A clinical study is being run to test whether the anti-inflammatory drug Alpha 1 Antitrypsin (A1AT) can successfully reverse newly diagnosed type 1 diabetes.
Alpha 1 Antitrypsin is found in blood plasma and has an ability to regulate the immune system. A1AT has been used to treat people with emphysema but research has also shown promise for it to be a treatment for type 1 diabetes and other autoimmune diseases, such as rheumatoid arthritis and asthma.
A clinical trial is currently underway to test Alpha 1 Antitrypsin against people newly diagnosed with type 1 diabetes. The study, called the RETAIN (Research Trial of Aralast in New Onset Diabetes) II study, has finished recruiting and will be run at 9 cities across the United States.
A smaller trial in humans has already been run and results were published in 2012. The RETAIN I trial involved only 16 participants, however, and the study duration of 18 weeks was also relatively short. Results of the first trial showed promise with participants able to take significantly less insulin than they had needed to at the start of the trial.

Exercises
- 1) Name every disease or condition that the passage on Alpha 1 Antitrypsin mentions.
- 2) From the passage on Alpha 1 Antitrypsin, quote the part that opens with the words containing "Alpha 1 Antitrypsin is" and closes with "arthritis and asthma.".
- 3) Extend the passage on Alpha 1 Antitrypsin and type 1 diabetes by a few sentences, picking up after its final sentence.

Information given

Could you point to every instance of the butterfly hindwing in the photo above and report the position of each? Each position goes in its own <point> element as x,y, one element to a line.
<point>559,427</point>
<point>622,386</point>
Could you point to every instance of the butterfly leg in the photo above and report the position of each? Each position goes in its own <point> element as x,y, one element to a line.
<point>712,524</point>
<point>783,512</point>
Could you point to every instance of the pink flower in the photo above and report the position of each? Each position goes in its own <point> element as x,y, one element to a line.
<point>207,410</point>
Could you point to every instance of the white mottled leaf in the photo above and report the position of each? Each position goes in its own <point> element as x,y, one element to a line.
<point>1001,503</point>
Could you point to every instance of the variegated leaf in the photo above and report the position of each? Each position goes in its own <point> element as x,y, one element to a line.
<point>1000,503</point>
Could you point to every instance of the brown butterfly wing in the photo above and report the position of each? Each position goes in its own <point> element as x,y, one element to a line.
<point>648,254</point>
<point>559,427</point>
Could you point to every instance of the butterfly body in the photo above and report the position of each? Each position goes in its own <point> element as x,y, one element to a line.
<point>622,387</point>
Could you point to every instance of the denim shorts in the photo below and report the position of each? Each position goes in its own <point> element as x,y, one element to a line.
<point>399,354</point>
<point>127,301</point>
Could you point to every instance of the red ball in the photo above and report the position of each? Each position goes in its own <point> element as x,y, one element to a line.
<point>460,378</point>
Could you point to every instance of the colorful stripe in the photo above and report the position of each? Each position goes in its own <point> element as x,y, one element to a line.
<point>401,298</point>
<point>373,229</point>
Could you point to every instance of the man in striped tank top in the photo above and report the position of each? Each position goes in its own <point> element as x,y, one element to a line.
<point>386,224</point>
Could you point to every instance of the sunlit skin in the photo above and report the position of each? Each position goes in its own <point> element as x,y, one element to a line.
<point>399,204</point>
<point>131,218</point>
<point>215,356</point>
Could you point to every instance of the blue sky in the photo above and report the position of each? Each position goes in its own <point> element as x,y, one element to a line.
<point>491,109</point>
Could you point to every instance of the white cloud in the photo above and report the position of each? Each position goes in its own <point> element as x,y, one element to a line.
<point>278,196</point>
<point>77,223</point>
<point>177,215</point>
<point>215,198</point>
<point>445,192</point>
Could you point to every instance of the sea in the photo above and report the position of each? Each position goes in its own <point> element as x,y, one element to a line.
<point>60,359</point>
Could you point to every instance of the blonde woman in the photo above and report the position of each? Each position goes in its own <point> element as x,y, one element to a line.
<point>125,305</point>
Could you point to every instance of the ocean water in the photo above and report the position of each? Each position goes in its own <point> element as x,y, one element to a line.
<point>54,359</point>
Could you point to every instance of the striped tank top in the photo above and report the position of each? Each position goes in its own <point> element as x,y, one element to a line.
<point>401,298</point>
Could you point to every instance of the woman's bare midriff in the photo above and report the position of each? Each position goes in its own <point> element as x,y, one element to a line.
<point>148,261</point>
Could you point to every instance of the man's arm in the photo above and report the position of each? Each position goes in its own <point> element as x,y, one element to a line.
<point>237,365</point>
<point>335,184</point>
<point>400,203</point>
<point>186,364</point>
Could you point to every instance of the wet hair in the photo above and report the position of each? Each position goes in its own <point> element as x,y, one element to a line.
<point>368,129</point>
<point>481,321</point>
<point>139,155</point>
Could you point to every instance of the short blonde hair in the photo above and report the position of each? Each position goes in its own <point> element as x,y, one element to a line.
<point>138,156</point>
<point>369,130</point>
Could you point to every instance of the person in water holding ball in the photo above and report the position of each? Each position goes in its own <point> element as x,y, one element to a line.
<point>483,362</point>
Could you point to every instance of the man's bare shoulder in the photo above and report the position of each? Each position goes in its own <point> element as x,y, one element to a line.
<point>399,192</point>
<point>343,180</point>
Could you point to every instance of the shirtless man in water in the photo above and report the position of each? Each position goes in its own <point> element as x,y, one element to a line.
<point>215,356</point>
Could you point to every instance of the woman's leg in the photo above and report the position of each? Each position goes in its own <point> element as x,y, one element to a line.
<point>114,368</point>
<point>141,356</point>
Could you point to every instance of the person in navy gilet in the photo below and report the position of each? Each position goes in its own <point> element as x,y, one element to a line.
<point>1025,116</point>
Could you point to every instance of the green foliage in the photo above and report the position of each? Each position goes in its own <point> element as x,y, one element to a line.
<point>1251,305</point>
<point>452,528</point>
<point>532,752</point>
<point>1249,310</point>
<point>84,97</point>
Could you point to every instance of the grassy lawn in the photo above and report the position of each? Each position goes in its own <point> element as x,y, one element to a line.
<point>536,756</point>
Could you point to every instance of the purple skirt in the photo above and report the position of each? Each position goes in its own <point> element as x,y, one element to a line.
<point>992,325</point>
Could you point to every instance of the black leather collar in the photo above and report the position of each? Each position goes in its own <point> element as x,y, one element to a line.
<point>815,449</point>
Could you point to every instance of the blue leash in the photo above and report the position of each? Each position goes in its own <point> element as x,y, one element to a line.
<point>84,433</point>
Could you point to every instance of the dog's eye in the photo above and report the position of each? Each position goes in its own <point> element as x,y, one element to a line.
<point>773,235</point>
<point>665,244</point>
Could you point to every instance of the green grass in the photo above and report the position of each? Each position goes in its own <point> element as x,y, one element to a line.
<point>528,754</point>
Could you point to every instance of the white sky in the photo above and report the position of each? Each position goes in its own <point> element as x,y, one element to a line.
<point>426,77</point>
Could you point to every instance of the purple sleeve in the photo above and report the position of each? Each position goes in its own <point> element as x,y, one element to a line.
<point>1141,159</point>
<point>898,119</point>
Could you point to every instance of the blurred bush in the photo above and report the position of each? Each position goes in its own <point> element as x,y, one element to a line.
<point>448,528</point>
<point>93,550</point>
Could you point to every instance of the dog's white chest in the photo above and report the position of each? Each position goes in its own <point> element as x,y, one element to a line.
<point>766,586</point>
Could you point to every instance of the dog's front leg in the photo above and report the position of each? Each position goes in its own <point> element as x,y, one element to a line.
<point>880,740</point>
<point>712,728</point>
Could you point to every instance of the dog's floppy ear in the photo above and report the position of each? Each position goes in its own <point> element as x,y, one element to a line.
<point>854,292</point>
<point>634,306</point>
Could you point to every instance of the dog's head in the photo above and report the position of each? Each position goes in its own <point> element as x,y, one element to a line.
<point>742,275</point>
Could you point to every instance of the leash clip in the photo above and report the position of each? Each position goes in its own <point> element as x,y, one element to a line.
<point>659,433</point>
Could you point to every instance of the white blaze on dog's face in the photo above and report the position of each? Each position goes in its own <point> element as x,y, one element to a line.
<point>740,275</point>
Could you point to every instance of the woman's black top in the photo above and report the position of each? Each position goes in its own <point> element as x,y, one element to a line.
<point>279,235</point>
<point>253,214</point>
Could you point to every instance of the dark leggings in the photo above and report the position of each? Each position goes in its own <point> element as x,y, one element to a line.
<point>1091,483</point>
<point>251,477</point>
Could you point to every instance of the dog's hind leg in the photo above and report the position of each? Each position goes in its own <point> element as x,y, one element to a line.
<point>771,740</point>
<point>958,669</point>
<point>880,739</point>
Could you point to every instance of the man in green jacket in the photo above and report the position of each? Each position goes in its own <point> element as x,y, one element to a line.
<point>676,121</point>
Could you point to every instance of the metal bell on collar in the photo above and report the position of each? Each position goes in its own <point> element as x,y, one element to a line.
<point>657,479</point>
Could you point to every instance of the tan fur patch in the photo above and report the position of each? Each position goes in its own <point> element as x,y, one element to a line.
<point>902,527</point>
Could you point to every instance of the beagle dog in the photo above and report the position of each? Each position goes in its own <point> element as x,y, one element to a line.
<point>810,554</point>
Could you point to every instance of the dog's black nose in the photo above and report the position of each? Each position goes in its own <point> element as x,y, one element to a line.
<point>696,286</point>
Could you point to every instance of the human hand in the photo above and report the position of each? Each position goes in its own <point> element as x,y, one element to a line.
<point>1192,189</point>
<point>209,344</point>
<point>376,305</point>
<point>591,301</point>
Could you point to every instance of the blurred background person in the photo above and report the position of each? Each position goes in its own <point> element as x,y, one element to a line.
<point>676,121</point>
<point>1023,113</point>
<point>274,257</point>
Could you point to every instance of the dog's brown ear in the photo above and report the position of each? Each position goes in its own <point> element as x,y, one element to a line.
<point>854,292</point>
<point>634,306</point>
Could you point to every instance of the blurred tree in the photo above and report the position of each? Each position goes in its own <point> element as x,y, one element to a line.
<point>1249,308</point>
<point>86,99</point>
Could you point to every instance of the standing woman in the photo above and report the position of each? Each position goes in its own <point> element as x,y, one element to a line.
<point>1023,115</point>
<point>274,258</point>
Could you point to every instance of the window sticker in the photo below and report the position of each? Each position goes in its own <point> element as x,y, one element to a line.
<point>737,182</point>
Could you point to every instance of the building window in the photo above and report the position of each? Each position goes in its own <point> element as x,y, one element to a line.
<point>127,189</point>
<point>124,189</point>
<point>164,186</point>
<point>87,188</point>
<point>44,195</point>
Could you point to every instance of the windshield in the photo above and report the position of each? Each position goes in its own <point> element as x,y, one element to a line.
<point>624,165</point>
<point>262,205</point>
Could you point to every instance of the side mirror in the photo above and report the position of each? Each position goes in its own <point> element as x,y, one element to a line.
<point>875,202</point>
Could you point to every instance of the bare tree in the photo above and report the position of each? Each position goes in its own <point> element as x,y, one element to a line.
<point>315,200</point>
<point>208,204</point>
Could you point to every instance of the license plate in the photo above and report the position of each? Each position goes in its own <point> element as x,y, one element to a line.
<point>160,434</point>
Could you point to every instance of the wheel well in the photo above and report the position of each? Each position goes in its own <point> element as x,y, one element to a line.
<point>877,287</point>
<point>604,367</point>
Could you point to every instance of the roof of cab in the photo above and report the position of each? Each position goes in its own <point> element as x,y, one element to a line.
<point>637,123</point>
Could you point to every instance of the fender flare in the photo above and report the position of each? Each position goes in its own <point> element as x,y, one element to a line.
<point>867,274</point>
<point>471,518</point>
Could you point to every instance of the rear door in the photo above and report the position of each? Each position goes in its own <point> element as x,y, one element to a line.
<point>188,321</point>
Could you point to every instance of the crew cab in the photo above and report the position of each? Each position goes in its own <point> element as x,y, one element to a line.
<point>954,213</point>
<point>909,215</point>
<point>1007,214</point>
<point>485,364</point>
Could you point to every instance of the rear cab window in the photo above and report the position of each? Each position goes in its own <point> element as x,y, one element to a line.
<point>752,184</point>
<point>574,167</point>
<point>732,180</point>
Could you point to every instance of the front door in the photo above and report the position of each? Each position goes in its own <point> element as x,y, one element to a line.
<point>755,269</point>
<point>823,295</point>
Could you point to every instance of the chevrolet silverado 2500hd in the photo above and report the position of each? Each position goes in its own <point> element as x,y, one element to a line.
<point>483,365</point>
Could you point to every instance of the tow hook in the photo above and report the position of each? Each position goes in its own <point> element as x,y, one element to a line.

Outputs by task
- 1) type 1 diabetes, emphysema, rheumatoid arthritis, asthma

- 2)
Alpha 1 Antitrypsin is found in blood plasma and has an ability to regulate the immune system. A1AT has been used to treat people with emphysema but research has also shown promise for it to be a treatment for type 1 diabetes and other autoimmune diseases, such as rheumatoid arthritis and asthma.

- 3)
The RETAIN II study, will involve a larger number of participants and will run for around 4 years in total. Participants in the A1AT treatment group will receive 12 weeks of the A1AT drug Aralast, whilst other participants will receive a placebo. The goal of the treatment will be to observe a higher amount of C-peptide being produced by those in the A1AT treatment group after 1 year. C-peptide is a marker of how much of the body’s own insulin is being produced.
If the drug treatment is successful, and this is not guaranteed, there are other barriers to contend with as the drug is made from human plasma and is a very expensive treatment. On a positive note, the drug has been shown to be well tolerated and safe. The RETAIN study has received funding from the JDRF.